Start of Text block

# The Ubuntu Forum Community > Ubuntu Official Flavours Support > Networking & Wireless > [ubuntu] mount -t cifs results gives mount error(13): Permission denied

## roliver3

I'm trying to mount a rw personal share that is a subdirectory of a ro share windows share on ubuntu 11.10 using the following command:

sudo mount -t cifs //[netbiosname]/users/[usershare] /mnt/[local mount point] --verbose -o username=[username],password=[mypassword],iocharset=utf8,file_mode=0777,dir_mode=0777

The directory structure on the windows share is 
domain/users/[personal_directory]  The "users" directory is read-only while the [personal_directory] is read-write to a specific user.  Below is the error that is displayed in the terminal 

mount error(13): Permission denied
Refer to the mount.cifs(8) manual page (e.g. man mount.cifs)

End of Text block
Start of Data provided

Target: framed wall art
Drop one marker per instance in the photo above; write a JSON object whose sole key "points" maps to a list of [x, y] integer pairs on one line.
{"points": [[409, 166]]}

End of Data provided

- **The request**:
From the forum post, list every option name given after "-o" in the mount command.

- **Response to this task**:
username, password, iocharset, file_mode, dir_mode